ZIEL DER ÜBUNG =>
Zähle, in wie vielen Zeilen der Einträge das Wort „tower“ vorkommt, und gib nur diese Zahl an, wobei Groß- und Kleinschreibung beachtet wird.

Räumliche Annotationseinträge:
***
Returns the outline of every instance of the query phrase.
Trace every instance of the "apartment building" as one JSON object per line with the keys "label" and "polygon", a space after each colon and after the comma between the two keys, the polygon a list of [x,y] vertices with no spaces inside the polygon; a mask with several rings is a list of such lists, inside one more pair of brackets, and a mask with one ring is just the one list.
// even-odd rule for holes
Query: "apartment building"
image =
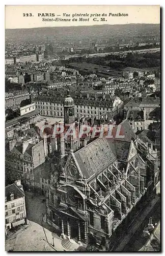
{"label": "apartment building", "polygon": [[29,98],[29,93],[26,90],[15,91],[5,93],[5,109],[13,110],[19,108],[21,101]]}
{"label": "apartment building", "polygon": [[36,109],[36,104],[35,103],[28,104],[25,106],[22,106],[20,108],[20,116],[22,116],[25,114],[31,112]]}
{"label": "apartment building", "polygon": [[6,177],[12,182],[20,179],[29,187],[38,186],[41,165],[45,161],[43,140],[34,130],[30,132],[26,131],[27,135],[18,139],[9,140],[5,146]]}
{"label": "apartment building", "polygon": [[12,227],[24,224],[26,211],[25,195],[21,181],[5,187],[5,233]]}

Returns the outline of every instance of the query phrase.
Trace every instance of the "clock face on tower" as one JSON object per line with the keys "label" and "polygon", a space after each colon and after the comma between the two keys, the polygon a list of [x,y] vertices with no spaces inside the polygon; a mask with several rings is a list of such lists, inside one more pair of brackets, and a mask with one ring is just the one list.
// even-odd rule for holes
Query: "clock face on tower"
{"label": "clock face on tower", "polygon": [[77,201],[75,196],[73,194],[72,194],[72,193],[69,193],[69,194],[68,194],[68,198],[69,201],[71,203],[75,203]]}

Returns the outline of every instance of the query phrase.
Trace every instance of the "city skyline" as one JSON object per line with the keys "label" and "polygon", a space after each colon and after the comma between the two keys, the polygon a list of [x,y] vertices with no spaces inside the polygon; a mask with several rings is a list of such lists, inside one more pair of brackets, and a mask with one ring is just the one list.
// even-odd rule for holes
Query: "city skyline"
{"label": "city skyline", "polygon": [[[26,10],[26,11],[24,11]],[[66,10],[67,12],[66,12]],[[23,16],[23,14],[32,13],[32,16]],[[49,16],[43,16],[48,13]],[[70,16],[64,16],[64,13]],[[82,18],[89,18],[88,22],[78,21],[80,16],[72,15],[89,14],[89,16],[80,16]],[[102,16],[105,13],[107,16]],[[109,16],[109,13],[112,15]],[[115,16],[113,14],[122,13],[128,16]],[[147,15],[146,15],[147,13]],[[54,14],[54,16],[49,14]],[[91,17],[91,14],[93,16]],[[100,14],[98,17],[95,16]],[[5,28],[9,29],[37,28],[41,27],[71,27],[93,26],[101,25],[125,25],[130,24],[160,24],[160,6],[6,6],[6,17],[11,19],[5,20]],[[40,16],[38,16],[38,15]],[[70,18],[70,22],[42,21],[42,18],[52,18],[59,15],[61,18]],[[77,21],[72,21],[73,18]],[[96,20],[93,20],[93,18]],[[101,21],[101,18],[105,18]],[[97,20],[97,19],[98,18]]]}

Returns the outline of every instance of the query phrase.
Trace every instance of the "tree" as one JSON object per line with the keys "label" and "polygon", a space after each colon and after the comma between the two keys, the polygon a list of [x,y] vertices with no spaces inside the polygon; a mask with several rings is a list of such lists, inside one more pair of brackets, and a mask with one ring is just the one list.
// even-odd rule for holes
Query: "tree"
{"label": "tree", "polygon": [[135,78],[135,77],[137,77],[138,76],[138,73],[136,71],[134,71],[133,73],[133,78]]}

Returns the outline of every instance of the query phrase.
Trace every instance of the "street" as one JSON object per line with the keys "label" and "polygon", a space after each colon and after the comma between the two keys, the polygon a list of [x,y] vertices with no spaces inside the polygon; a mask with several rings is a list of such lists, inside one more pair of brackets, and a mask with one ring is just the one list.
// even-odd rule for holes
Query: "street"
{"label": "street", "polygon": [[[136,237],[135,233],[137,230],[139,230],[139,228],[141,226],[143,226],[143,229],[144,228],[144,226],[145,225],[145,223],[147,223],[148,219],[149,218],[151,217],[151,215],[152,216],[152,211],[153,209],[157,207],[157,204],[160,202],[160,197],[158,196],[156,196],[155,198],[152,199],[151,201],[150,204],[146,206],[146,208],[142,212],[140,212],[139,215],[138,215],[136,217],[135,220],[134,221],[133,221],[132,224],[130,225],[129,227],[129,232],[127,234],[126,234],[125,237],[123,238],[120,238],[120,243],[118,244],[117,248],[115,249],[115,251],[121,251],[124,250],[125,251],[126,250],[127,251],[129,251],[126,247],[126,245],[128,244],[129,241],[131,240],[131,244],[130,245],[130,247],[132,246],[132,239],[134,237]],[[158,203],[159,208],[160,207],[159,203]],[[128,248],[130,248],[129,247]],[[126,248],[125,249],[124,249]]]}

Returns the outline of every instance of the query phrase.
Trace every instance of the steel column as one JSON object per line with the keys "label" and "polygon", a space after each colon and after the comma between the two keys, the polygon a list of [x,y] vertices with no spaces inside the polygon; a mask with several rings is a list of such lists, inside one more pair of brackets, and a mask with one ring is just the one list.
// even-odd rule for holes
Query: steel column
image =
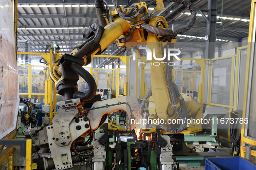
{"label": "steel column", "polygon": [[217,0],[208,0],[208,20],[207,24],[206,33],[208,40],[206,41],[205,58],[214,58],[215,53],[214,42],[216,39],[216,21]]}

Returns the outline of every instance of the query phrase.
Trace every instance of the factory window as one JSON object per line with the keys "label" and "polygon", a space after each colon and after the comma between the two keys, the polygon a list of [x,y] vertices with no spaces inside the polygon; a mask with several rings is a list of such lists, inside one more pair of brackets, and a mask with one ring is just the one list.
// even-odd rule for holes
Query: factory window
{"label": "factory window", "polygon": [[119,94],[121,95],[124,94],[124,85],[126,83],[126,69],[119,69]]}
{"label": "factory window", "polygon": [[29,93],[29,67],[18,66],[19,92]]}
{"label": "factory window", "polygon": [[[254,49],[255,53],[256,47]],[[251,62],[253,63],[253,72],[252,77],[252,82],[251,85],[250,93],[249,90],[249,94],[250,99],[250,108],[248,125],[248,135],[253,138],[256,138],[256,60],[255,56],[252,57]],[[249,87],[250,85],[249,85]],[[250,89],[249,89],[250,90]]]}
{"label": "factory window", "polygon": [[230,105],[232,58],[213,62],[211,97],[212,103]]}
{"label": "factory window", "polygon": [[245,79],[247,49],[241,50],[240,52],[237,109],[242,110],[243,104],[243,94],[244,94],[244,81]]}

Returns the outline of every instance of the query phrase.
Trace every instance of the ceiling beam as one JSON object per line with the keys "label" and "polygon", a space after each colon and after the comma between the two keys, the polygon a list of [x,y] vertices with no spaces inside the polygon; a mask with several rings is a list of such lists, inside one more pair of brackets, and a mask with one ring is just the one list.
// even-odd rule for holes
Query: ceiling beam
{"label": "ceiling beam", "polygon": [[[19,40],[18,40],[18,41],[19,42]],[[69,41],[69,39],[64,39],[63,40],[62,40],[63,41]],[[81,39],[71,39],[70,40],[70,41],[74,41],[74,42],[79,42],[79,41],[84,41],[84,38],[81,38]],[[54,41],[56,41],[56,42],[59,42],[61,41],[60,41],[60,40],[59,40],[58,39],[44,39],[44,40],[27,40],[27,41],[28,42],[53,42]]]}
{"label": "ceiling beam", "polygon": [[35,15],[23,15],[18,14],[18,18],[97,18],[96,14],[35,14]]}
{"label": "ceiling beam", "polygon": [[[202,11],[207,12],[208,12],[208,9],[198,9],[198,10],[201,10]],[[218,10],[217,11],[217,14],[218,15],[221,14],[221,10]],[[227,10],[223,10],[223,15],[224,16],[232,16],[233,17],[247,17],[250,18],[250,13],[246,13],[245,12],[243,12],[241,13],[238,13],[236,12],[232,12],[232,11],[227,11]]]}
{"label": "ceiling beam", "polygon": [[81,35],[83,36],[83,33],[39,33],[39,34],[19,34],[18,36],[61,36],[61,35]]}
{"label": "ceiling beam", "polygon": [[[89,25],[69,25],[68,27],[88,27]],[[18,28],[67,28],[63,27],[63,25],[19,25]]]}
{"label": "ceiling beam", "polygon": [[[108,4],[112,4],[111,0],[106,0],[107,3]],[[120,5],[131,4],[133,3],[138,3],[136,0],[119,0]],[[19,0],[18,3],[37,3],[37,4],[94,4],[94,0]]]}
{"label": "ceiling beam", "polygon": [[[184,21],[175,21],[172,20],[171,22],[172,24],[179,24],[179,25],[185,25],[187,24],[187,22],[184,22]],[[170,26],[171,25],[170,25]],[[194,24],[194,27],[205,27],[206,28],[206,24],[202,23],[195,23]],[[234,27],[226,27],[226,26],[222,26],[222,27],[219,27],[217,28],[217,29],[219,30],[228,30],[228,31],[235,31],[237,32],[245,32],[248,33],[249,32],[249,28],[234,28]]]}

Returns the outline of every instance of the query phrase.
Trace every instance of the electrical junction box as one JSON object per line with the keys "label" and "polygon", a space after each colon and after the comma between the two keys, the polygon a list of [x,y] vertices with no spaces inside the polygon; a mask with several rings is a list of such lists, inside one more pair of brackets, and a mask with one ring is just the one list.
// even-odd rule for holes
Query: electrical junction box
{"label": "electrical junction box", "polygon": [[96,94],[100,94],[101,100],[110,99],[111,98],[111,88],[97,88]]}

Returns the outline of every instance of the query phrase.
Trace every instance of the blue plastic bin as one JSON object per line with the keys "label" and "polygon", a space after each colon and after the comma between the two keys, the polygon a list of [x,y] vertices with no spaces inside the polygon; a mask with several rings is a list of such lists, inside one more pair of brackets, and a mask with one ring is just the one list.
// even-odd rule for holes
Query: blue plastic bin
{"label": "blue plastic bin", "polygon": [[256,170],[256,165],[240,157],[205,158],[206,170]]}

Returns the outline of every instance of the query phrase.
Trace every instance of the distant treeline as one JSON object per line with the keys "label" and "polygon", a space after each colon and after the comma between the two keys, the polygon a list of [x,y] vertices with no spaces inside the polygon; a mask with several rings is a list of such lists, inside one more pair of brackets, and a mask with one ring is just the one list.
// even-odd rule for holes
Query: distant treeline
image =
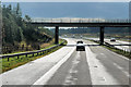
{"label": "distant treeline", "polygon": [[22,17],[20,4],[16,7],[2,7],[2,45],[17,46],[24,41],[26,45],[34,47],[36,44],[48,42],[52,39],[52,33],[43,27],[26,24],[25,21],[31,22],[31,17],[25,15]]}
{"label": "distant treeline", "polygon": [[[79,27],[79,28],[69,28],[69,29],[60,29],[60,35],[63,34],[98,34],[99,27]],[[128,27],[106,27],[106,34],[129,34]]]}

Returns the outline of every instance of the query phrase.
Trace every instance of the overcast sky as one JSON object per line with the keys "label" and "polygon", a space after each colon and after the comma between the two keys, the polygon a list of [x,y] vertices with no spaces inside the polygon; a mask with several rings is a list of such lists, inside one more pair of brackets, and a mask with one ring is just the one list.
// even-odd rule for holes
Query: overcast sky
{"label": "overcast sky", "polygon": [[131,0],[1,0],[2,2],[129,2]]}

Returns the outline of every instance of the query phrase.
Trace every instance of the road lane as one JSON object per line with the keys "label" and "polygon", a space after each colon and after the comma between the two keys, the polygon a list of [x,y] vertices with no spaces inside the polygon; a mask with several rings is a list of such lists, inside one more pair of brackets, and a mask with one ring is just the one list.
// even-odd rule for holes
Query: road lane
{"label": "road lane", "polygon": [[[129,45],[129,42],[119,41],[119,40],[110,41],[109,39],[106,39],[105,41],[110,44],[110,45]],[[121,49],[121,50],[131,51],[130,46],[115,46],[115,47],[118,48],[118,49]]]}
{"label": "road lane", "polygon": [[[75,44],[72,39],[67,40],[68,44]],[[2,85],[33,85],[70,51],[72,51],[73,48],[74,47],[63,47],[51,54],[1,74],[0,77],[2,78]]]}
{"label": "road lane", "polygon": [[92,85],[85,51],[74,51],[46,85]]}
{"label": "road lane", "polygon": [[[85,42],[91,44],[91,41]],[[99,76],[102,80],[106,80],[105,83],[102,83],[102,85],[129,85],[129,60],[127,60],[127,58],[116,54],[99,46],[91,46],[90,49],[94,55],[94,60],[92,57],[90,57],[90,61],[94,61],[96,63],[96,70],[98,70],[97,72],[99,73],[104,69],[104,71],[100,73],[103,76],[96,74],[95,71],[92,72],[93,69],[90,69],[91,76],[95,75],[95,77],[92,78],[94,85],[100,84],[98,80],[96,80],[96,78]],[[88,63],[90,67],[92,67],[91,62]]]}
{"label": "road lane", "polygon": [[86,51],[71,52],[76,41],[82,39],[67,40],[67,47],[0,75],[3,76],[3,85],[33,85],[40,78],[43,83],[43,76],[66,60],[69,52],[71,57],[53,74],[48,73],[48,80],[39,85],[129,85],[127,58],[87,40],[83,40],[88,45]]}

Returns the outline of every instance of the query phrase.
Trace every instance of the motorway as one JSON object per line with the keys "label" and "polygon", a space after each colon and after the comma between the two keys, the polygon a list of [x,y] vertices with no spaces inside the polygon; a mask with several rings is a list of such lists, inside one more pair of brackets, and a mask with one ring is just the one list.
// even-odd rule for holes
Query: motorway
{"label": "motorway", "polygon": [[[86,37],[85,37],[85,39],[99,40],[99,38],[86,38]],[[110,39],[107,39],[107,38],[105,38],[104,40],[105,40],[105,42],[114,45],[118,49],[121,49],[121,50],[124,50],[124,51],[128,51],[128,52],[131,51],[131,48],[129,47],[129,45],[131,45],[131,42],[121,41],[121,40],[110,41]]]}
{"label": "motorway", "polygon": [[129,85],[128,58],[87,40],[85,51],[75,51],[80,39],[66,39],[56,52],[1,74],[2,85]]}

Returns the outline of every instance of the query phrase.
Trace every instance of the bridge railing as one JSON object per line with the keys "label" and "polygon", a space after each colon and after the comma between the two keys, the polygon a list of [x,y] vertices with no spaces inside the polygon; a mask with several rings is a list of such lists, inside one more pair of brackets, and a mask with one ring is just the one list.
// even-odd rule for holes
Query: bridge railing
{"label": "bridge railing", "polygon": [[131,20],[103,20],[103,18],[41,18],[32,20],[34,23],[131,23]]}

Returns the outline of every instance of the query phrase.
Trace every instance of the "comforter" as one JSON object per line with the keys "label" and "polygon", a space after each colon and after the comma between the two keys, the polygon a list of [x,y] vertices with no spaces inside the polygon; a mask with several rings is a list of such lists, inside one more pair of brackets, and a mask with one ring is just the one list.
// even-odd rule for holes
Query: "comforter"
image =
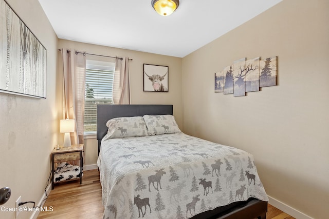
{"label": "comforter", "polygon": [[97,164],[104,218],[186,218],[268,200],[252,155],[184,133],[103,140]]}

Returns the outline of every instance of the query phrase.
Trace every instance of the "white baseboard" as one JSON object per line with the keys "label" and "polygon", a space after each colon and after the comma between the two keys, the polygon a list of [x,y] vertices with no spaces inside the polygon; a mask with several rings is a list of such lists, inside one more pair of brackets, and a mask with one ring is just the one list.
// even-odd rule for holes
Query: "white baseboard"
{"label": "white baseboard", "polygon": [[83,165],[83,170],[90,170],[98,169],[97,164],[92,164],[91,165]]}
{"label": "white baseboard", "polygon": [[[50,191],[51,191],[51,182],[50,182],[50,184],[48,185],[47,188],[46,188],[46,191],[47,191],[47,194],[49,196],[50,193]],[[40,199],[39,202],[38,203],[38,204],[36,205],[36,206],[40,206],[40,207],[43,207],[43,204],[45,204],[45,202],[46,201],[45,201],[45,202],[42,202],[46,197],[47,197],[47,196],[46,195],[46,193],[44,193],[43,195],[42,195],[42,197],[41,197],[41,198]],[[39,213],[40,213],[40,211],[34,211],[33,212],[33,213],[32,214],[32,215],[31,216],[31,217],[30,217],[30,219],[36,219],[36,217],[38,217],[38,216],[39,215]]]}
{"label": "white baseboard", "polygon": [[[98,169],[98,166],[97,166],[97,164],[92,164],[91,165],[84,165],[83,166],[83,170],[95,170],[96,169]],[[50,181],[50,184],[49,185],[48,185],[48,186],[47,187],[47,188],[46,188],[46,191],[47,191],[47,194],[48,194],[48,195],[49,196],[49,193],[50,193],[50,191],[51,191],[51,182]],[[42,202],[42,201],[47,197],[47,196],[46,195],[45,193],[44,193],[43,195],[42,196],[42,197],[41,197],[41,198],[40,199],[40,200],[39,201],[39,202],[38,202],[38,204],[36,205],[36,206],[40,206],[40,207],[43,207],[43,204],[45,204],[45,202],[44,202],[43,203]],[[42,204],[42,205],[41,205]],[[39,215],[39,213],[40,211],[33,211],[33,213],[32,214],[32,215],[31,216],[31,217],[30,218],[30,219],[36,219],[36,218],[38,217],[38,216]]]}
{"label": "white baseboard", "polygon": [[290,216],[293,216],[296,218],[298,219],[313,219],[313,217],[310,217],[303,213],[301,212],[298,210],[295,209],[294,208],[289,206],[283,202],[280,202],[279,200],[268,196],[269,201],[268,203],[270,205],[272,205],[278,209],[287,213]]}

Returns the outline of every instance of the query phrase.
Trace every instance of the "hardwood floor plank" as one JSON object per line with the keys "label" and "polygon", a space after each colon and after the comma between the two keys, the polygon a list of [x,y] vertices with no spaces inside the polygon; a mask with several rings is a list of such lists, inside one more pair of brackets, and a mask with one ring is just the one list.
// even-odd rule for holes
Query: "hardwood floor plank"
***
LÖSUNG DER ÜBUNG =>
3